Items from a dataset
------------------------------------------------
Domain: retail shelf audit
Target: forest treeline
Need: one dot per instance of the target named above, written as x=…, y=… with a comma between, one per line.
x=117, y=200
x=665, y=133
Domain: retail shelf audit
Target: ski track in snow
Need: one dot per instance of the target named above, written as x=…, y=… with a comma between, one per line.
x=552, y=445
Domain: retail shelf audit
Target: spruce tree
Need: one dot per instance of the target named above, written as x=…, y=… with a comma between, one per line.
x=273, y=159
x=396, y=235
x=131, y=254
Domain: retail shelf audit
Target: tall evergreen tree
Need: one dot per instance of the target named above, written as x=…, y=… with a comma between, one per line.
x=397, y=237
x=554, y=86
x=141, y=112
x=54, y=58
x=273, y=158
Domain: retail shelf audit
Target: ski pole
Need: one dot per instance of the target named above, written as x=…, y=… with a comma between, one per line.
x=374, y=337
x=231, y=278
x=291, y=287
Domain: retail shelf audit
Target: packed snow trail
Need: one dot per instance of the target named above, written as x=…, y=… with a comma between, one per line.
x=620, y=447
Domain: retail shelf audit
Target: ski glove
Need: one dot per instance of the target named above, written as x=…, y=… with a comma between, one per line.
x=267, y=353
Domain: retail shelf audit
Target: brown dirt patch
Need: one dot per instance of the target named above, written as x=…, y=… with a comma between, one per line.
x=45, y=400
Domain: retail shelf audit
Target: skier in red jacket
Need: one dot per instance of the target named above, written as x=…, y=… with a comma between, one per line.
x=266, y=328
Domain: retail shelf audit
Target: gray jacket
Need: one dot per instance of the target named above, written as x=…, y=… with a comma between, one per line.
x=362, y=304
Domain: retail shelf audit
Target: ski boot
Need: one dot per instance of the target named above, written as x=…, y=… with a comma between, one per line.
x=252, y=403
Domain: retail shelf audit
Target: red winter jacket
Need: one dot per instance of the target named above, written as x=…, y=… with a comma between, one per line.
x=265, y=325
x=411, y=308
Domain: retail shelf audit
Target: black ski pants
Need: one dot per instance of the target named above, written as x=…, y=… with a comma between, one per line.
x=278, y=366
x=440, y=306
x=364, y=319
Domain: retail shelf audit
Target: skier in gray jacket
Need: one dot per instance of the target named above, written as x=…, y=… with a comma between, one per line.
------------------------------------------------
Write out the records above exactly, from the opening line to the line with "Target: ski track in snow", including both, with nothing added.

Domain: retail shelf audit
Target: forest treeline
Need: one dot per instance of the target named above, written as x=…, y=… with a comma between, one per line.
x=117, y=200
x=665, y=133
Domain: retail shelf audit
Target: ski track in snow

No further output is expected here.